• [Reading text]:
Coronavirus: WHO acknowledges possibility of indoor airborne spread
It also recognised the importance of asymptomatic people spreading Covid-19.
The World Health Organization on Thursday acknowledged that coronavirus may linger in the air in crowded indoor spaces, spreading from person to person, reported AP. This came days after more than 200 scientists had urged the agency to revisit the research and revise its position.
WHO has long dismissed the possibility that the coronavirus spreads through the air except for certain risky medical procedures. However, on Tuesday, the WHO acknowledged for the first time that there was “evidence emerging” that the transmission of the coronavirus is airborne. Benedetta Allegranzi, WHO’s technical lead for infection prevention and control, had said at a media briefing in Geneva that such evidence was emerging, but it was not definitive. “The possibility of airborne transmission in public settings – especially in very specific conditions, crowded, closed, poorly ventilated settings that have been described, cannot be ruled out,” she had said. “However, the evidence needs to be gathered and interpreted, and we continue to support this.”
On Thursday, the WHO noted that studies evaluating Covid-19 outbreaks in restaurants, choir practices and fitness classes suggested the virus might have been spread in the air. It said that airborne spread “particularly in specific indoor locations, such as crowded and inadequately ventilated spaces over a prolonged period of time with infected persons cannot be ruled out”.

• [Questions to answer]:
a - In the WHO airborne-spread article, which settings were the Covid-19 outbreaks in that studies evaluated?
b - Can you pick up the WHO airborne-spread article after its final sentence and continue it?

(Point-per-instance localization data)
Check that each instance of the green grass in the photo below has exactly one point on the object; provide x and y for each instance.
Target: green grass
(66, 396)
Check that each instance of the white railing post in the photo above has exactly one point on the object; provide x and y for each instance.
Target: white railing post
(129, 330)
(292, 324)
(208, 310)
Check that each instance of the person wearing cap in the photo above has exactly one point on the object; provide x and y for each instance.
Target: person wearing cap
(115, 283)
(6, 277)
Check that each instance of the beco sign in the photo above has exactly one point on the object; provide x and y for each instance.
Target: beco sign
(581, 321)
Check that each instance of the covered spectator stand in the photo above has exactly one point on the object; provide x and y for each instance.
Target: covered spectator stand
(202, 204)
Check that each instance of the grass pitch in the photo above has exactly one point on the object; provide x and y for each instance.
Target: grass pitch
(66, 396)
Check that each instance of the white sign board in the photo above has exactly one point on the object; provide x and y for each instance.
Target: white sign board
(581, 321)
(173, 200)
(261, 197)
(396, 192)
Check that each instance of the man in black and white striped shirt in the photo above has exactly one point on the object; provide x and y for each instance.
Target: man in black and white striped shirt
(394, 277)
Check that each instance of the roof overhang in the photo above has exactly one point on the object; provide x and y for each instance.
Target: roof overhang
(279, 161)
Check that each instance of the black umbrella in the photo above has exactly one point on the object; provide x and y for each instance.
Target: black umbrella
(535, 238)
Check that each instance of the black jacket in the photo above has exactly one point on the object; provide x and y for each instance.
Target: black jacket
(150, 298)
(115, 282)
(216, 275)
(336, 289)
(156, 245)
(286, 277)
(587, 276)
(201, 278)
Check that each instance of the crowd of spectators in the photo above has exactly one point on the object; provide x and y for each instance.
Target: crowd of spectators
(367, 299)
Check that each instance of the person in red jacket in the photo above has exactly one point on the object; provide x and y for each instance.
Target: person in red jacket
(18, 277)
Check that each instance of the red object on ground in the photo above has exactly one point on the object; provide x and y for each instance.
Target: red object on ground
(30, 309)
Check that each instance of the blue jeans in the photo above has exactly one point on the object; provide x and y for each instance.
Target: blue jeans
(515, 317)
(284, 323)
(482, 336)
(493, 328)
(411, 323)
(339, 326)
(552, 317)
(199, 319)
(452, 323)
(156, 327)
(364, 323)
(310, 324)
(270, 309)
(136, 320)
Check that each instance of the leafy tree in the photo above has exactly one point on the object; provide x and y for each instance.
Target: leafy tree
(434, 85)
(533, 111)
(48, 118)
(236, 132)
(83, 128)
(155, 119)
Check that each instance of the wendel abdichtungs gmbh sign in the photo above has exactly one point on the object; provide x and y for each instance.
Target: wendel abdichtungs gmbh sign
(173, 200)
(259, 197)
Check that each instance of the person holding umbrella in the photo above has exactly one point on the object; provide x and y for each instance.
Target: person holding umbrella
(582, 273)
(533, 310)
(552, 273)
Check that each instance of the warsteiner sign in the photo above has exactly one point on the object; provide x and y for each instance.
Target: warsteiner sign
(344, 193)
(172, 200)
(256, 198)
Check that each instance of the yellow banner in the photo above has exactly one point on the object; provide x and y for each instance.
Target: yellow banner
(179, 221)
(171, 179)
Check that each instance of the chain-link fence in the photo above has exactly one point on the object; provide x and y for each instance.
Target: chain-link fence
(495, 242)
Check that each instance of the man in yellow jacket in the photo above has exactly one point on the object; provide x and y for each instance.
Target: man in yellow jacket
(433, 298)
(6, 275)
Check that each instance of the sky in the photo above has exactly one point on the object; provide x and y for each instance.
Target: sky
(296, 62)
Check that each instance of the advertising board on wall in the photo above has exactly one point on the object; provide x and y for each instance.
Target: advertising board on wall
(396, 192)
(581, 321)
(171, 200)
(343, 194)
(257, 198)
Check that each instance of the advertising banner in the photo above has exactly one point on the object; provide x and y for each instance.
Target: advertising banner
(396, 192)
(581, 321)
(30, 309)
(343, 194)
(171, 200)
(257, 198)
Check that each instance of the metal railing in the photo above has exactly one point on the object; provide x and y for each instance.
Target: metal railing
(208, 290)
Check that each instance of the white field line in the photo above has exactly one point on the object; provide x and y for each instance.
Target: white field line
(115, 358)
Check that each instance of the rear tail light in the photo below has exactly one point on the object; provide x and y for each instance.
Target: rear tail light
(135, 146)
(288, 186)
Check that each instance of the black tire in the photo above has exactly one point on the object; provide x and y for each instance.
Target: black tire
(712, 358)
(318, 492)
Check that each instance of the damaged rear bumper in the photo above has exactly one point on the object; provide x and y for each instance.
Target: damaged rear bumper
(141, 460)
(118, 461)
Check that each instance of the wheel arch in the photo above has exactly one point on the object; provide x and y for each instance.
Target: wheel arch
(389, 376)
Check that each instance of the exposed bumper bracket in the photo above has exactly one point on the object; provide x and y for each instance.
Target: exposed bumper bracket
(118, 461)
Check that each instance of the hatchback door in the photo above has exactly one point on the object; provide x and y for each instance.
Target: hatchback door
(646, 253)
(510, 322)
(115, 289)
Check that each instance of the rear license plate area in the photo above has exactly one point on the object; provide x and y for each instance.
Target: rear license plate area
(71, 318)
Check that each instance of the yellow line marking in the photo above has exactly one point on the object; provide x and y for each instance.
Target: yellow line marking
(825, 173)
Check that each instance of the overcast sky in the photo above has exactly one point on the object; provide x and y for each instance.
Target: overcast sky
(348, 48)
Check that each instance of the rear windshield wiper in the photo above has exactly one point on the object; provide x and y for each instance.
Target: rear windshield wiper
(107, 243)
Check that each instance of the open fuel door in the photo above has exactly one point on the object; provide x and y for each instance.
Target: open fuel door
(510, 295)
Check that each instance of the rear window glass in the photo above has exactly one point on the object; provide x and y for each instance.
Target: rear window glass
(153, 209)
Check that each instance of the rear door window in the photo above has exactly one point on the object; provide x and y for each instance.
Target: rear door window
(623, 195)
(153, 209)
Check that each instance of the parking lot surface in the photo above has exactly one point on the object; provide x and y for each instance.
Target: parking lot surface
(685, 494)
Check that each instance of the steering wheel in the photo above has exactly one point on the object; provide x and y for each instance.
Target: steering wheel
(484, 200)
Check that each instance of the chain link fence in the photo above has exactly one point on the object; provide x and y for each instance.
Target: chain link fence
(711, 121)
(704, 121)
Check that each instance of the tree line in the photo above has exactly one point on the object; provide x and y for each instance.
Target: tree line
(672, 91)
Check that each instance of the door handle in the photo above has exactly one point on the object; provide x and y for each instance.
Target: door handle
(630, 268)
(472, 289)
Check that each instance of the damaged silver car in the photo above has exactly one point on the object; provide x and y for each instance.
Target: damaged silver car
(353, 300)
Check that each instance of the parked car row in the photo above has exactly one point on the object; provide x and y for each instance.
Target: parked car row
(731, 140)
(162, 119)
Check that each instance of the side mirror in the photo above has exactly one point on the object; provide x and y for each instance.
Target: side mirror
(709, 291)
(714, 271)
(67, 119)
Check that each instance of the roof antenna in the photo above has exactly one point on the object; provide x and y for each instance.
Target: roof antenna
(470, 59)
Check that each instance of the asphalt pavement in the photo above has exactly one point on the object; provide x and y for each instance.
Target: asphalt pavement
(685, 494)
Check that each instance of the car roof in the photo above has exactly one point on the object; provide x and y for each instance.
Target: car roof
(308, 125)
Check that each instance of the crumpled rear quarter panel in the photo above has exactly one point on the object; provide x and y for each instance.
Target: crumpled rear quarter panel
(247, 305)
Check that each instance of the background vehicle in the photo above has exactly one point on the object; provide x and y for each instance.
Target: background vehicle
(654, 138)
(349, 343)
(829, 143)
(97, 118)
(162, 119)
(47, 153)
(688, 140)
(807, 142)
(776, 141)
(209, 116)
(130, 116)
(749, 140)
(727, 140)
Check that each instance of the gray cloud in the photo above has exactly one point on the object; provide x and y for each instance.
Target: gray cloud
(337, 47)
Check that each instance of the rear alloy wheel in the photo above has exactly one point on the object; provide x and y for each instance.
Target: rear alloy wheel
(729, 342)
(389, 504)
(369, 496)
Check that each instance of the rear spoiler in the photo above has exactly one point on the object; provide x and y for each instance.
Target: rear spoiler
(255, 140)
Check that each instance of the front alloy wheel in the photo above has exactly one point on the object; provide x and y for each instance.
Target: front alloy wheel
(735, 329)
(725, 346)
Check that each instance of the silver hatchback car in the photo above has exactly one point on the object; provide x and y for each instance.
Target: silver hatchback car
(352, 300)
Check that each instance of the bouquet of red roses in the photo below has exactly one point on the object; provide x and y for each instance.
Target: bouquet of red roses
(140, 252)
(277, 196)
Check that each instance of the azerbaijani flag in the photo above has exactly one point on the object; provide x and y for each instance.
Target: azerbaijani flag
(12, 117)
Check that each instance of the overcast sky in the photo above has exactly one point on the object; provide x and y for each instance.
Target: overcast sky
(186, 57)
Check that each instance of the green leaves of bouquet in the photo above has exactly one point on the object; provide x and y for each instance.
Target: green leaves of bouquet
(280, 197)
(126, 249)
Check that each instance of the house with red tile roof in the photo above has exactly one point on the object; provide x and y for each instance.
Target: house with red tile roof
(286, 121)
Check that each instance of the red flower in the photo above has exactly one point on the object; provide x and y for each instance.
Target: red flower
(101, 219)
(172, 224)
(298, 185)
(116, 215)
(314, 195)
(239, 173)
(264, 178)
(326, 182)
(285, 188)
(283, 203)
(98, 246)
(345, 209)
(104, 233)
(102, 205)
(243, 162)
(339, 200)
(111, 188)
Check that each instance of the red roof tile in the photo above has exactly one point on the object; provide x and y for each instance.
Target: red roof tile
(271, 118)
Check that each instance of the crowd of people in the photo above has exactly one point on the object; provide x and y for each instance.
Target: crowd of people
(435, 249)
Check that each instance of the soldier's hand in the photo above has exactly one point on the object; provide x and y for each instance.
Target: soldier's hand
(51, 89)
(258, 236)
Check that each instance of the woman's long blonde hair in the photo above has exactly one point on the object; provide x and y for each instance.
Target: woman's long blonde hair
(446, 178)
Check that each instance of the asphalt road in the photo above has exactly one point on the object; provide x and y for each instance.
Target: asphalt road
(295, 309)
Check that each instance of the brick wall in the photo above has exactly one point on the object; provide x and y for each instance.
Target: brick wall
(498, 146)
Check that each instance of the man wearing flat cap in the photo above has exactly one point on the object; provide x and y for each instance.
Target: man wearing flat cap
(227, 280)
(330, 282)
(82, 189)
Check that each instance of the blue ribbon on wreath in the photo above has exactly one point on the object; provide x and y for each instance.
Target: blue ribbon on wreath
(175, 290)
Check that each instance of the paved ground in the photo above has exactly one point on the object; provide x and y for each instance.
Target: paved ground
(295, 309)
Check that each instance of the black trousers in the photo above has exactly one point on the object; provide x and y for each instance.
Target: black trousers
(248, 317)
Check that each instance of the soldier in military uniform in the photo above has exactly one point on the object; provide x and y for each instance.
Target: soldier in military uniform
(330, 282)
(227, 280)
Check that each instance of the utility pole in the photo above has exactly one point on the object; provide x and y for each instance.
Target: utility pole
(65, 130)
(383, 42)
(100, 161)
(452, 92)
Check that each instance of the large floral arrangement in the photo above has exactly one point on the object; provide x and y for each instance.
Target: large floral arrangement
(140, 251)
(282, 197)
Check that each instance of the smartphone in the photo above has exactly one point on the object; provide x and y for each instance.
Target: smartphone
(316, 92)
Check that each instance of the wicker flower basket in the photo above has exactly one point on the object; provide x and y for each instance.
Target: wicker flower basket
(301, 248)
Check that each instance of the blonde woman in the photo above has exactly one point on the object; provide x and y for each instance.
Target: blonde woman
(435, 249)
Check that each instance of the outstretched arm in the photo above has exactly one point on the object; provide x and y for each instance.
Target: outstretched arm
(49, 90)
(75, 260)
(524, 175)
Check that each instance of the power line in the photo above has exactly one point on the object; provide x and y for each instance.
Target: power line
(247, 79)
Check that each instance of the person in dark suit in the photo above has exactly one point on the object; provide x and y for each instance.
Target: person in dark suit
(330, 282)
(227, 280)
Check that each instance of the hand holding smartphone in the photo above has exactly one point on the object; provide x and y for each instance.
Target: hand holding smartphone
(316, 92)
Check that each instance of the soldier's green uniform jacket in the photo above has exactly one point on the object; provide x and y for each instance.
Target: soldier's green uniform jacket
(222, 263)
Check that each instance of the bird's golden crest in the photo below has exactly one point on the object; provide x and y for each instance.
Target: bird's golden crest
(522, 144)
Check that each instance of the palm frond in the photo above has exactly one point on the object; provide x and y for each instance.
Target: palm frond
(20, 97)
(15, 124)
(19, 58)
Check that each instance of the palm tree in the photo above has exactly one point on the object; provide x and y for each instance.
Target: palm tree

• [Activity answers]:
a - Restaurants, choir practices and fitness classes.

b -
The WHO also recognised the importance of asymptomatic people spreading Covid-19. The UN health body has long downplayed this phenomenon. The WHO has repeatedly said such transmission was rare. “Infected people can transmit the virus both when they have symptoms and when they don’t have symptoms,” the agency said on Thursday. However, the extent of truly asymptomatic infection still remains unknown, it added.
Most countries went into a complete or partial lockdown when the coronavirus, which originated in China, began to spread earlier this year. If the WHO concretely confirms that the virus can also spread through the air, countries may have to change the public health measures they have adopted to curb the pandemic.
The global coronavirus count is now over 1.22 crore, while the toll has crossed 5.54 lakh, according to the Johns Hopkins University. More than 67 lakh people have recovered so far.